*** Opening Entries shown ***

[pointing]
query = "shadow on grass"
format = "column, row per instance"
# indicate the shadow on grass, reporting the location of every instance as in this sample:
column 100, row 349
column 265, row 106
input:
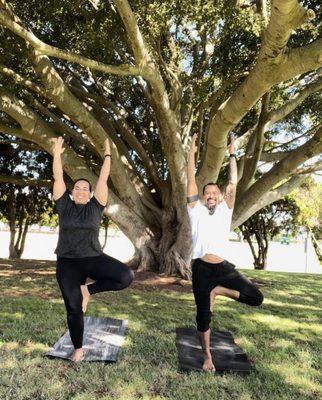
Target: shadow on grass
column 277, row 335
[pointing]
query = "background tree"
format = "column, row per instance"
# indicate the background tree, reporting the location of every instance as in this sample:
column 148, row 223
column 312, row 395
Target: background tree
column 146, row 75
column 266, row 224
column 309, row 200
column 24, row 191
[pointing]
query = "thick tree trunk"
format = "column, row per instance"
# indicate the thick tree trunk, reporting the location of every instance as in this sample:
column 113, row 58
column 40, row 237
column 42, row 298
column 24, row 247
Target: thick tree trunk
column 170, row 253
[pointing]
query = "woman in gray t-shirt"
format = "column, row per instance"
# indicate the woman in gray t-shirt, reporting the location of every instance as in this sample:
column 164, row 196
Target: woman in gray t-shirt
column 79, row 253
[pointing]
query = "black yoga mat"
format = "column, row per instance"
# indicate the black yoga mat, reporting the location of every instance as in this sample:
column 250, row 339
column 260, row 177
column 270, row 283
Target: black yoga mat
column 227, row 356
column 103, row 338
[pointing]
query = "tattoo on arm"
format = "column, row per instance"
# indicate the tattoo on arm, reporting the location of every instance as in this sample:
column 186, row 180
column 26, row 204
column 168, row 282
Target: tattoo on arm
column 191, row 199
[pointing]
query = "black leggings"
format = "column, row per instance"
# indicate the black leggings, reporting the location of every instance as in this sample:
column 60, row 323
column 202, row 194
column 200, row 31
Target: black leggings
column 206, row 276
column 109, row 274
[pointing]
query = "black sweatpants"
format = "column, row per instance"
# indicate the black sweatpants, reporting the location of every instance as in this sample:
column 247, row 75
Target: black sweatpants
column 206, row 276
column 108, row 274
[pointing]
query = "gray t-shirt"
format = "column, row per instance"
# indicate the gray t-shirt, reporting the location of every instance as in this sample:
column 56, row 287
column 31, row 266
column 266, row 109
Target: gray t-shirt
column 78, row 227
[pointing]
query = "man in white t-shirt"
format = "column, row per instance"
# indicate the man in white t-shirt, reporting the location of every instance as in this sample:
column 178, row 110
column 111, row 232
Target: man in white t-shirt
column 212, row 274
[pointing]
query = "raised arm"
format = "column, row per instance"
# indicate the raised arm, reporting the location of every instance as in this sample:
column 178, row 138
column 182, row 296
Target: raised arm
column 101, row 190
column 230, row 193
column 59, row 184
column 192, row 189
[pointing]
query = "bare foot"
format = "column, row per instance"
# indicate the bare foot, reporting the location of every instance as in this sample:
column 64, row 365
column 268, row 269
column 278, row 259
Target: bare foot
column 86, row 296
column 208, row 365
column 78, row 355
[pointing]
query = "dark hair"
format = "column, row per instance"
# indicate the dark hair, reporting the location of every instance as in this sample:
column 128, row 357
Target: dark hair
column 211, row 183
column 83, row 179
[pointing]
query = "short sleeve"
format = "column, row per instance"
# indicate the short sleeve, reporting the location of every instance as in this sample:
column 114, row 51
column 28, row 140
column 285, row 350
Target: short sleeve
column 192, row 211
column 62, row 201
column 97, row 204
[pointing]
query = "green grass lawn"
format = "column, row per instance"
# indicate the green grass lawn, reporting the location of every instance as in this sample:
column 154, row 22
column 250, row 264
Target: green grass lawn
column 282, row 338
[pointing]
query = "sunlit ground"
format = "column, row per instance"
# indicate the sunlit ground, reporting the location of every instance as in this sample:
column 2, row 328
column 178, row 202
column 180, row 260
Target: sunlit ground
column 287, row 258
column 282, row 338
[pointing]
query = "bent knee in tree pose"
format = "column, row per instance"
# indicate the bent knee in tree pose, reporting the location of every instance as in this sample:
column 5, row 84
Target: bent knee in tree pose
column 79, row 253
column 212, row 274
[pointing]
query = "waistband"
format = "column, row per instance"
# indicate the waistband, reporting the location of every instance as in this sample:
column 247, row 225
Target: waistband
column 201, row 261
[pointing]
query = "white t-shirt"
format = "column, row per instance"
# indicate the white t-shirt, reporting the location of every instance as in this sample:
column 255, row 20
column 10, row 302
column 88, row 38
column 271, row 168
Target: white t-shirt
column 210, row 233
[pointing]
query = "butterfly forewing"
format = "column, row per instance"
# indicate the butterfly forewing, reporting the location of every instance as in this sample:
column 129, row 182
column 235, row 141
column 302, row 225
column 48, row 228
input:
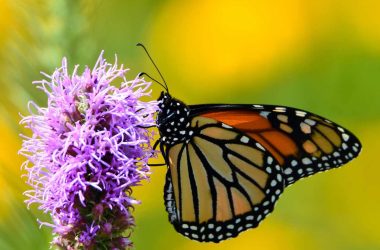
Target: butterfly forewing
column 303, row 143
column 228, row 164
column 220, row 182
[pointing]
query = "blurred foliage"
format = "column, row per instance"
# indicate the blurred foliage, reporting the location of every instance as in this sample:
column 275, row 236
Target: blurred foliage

*** Closing Entries shown ***

> [Problem statement]: The copy must match every line of the data exactly and contain no pictures.

> [Task answer]:
[pointing]
query = "shadow on grass"
format = "column, row per instance"
# indicate the shadow on grass, reporting the location of every instance as in this sample:
column 100, row 349
column 265, row 106
input:
Target: shadow on grass
column 277, row 335
[pointing]
query = "background tree"
format = "column, row per instance"
# indicate the background tree, reporting the location of every instance as in this sample:
column 148, row 223
column 312, row 395
Target: background tree
column 146, row 75
column 266, row 224
column 309, row 200
column 24, row 191
[pointing]
query = "thick tree trunk"
format = "column, row per instance"
# indicate the thick tree trunk, reporting the location of every instance as in this sample:
column 113, row 58
column 40, row 237
column 42, row 298
column 24, row 247
Target: thick tree trunk
column 170, row 253
[pointing]
query = "woman in gray t-shirt"
format = "column, row per instance"
# indicate the woman in gray t-shirt, reporting the location of every instance as in this sample:
column 164, row 196
Target: woman in gray t-shirt
column 79, row 253
[pointing]
query = "black yoga mat"
format = "column, row per instance"
# indicate the black yoga mat, reporting the location of every instance as in this sample:
column 250, row 339
column 260, row 177
column 270, row 283
Target: black yoga mat
column 227, row 356
column 103, row 338
[pointing]
query = "tattoo on arm"
format = "column, row per instance"
# indicate the tattoo on arm, reporting the location of every instance as in this sample:
column 186, row 180
column 26, row 204
column 168, row 282
Target: tattoo on arm
column 191, row 199
[pointing]
query = "black leggings"
format = "column, row per instance"
# indicate the black leggings, reporting the location of every instance as in this sample:
column 60, row 323
column 202, row 194
column 200, row 31
Target: black leggings
column 206, row 276
column 109, row 274
[pointing]
query = "black sweatpants"
format = "column, row per instance"
# indicate the black sweatpants, reporting the location of every instance as in this sample:
column 247, row 75
Target: black sweatpants
column 206, row 276
column 108, row 274
[pointing]
query = "gray t-shirt"
format = "column, row per instance"
# indicate the gray t-shirt, reporting the location of every instance as in this sample:
column 56, row 287
column 31, row 266
column 266, row 109
Target: gray t-shirt
column 78, row 227
[pointing]
query = "man in white t-shirt"
format = "column, row per instance"
# indicate the man in white t-shirt, reporting the location of every instance as in this sample:
column 178, row 110
column 111, row 232
Target: man in white t-shirt
column 212, row 274
[pointing]
query = "raised arm"
format = "column, row per instance"
# indicate the raised arm, reporting the location of every instance as in this sample:
column 178, row 138
column 182, row 296
Target: raised arm
column 101, row 190
column 230, row 193
column 59, row 184
column 192, row 189
[pointing]
query = "bare foot"
format = "column, row per instance"
# indicate the bare foot, reporting the location of every instance as in this sample:
column 64, row 365
column 268, row 269
column 278, row 259
Target: bare foot
column 86, row 296
column 208, row 365
column 78, row 355
[pointing]
query = "dark hair"
format = "column, row per instance"
# indicate the dark hair, reporting the location of every instance as in this sample:
column 128, row 357
Target: dark hair
column 211, row 183
column 83, row 179
[pointing]
query = "short sleeve"
format = "column, row per instance"
# indicate the short sleeve, reporting the location of every instance as in this sample:
column 114, row 51
column 28, row 140
column 285, row 350
Target: short sleeve
column 192, row 211
column 62, row 201
column 97, row 204
[pointing]
query = "green grass lawn"
format = "column, row per instance"
# indicate the green grass lawn, reporting the location of every instance as in this sample:
column 154, row 22
column 250, row 264
Target: green grass lawn
column 282, row 338
[pointing]
query = "sunlit ground"
format = "column, row per instance"
# indicate the sunlit ground, reporting the location of every instance as in this sample:
column 2, row 328
column 178, row 202
column 180, row 260
Target: sunlit ground
column 287, row 258
column 282, row 338
[pointing]
query = "bent knee in tree pose"
format = "column, row per instance"
# indicate the bent knee in tree pose, reporting the location of every instance as in this sample:
column 5, row 84
Target: bent knee in tree pose
column 79, row 253
column 212, row 274
[pointing]
query = "waistband"
format = "column, row per instance"
# indicate the waistband, reporting the location of every instance as in this sample:
column 247, row 225
Target: waistband
column 201, row 261
[pointing]
query = "white t-shirt"
format = "column, row per instance"
# indicate the white t-shirt, reporting the location of every instance as in this sample:
column 255, row 20
column 10, row 302
column 88, row 38
column 271, row 168
Target: white t-shirt
column 210, row 233
[pointing]
query = "butterfly forewing"
format = "column, row per instance"
# indicate the butterfly forewing, reporting the location of every instance as in this sample:
column 129, row 182
column 235, row 141
column 302, row 225
column 48, row 228
input:
Target: butterfly forewing
column 303, row 143
column 228, row 164
column 220, row 182
[pointing]
query = "blurred foliage"
format = "column, row per instance"
# indicate the blurred foliage, reporting the location of every instance as in this sample:
column 275, row 236
Target: blurred foliage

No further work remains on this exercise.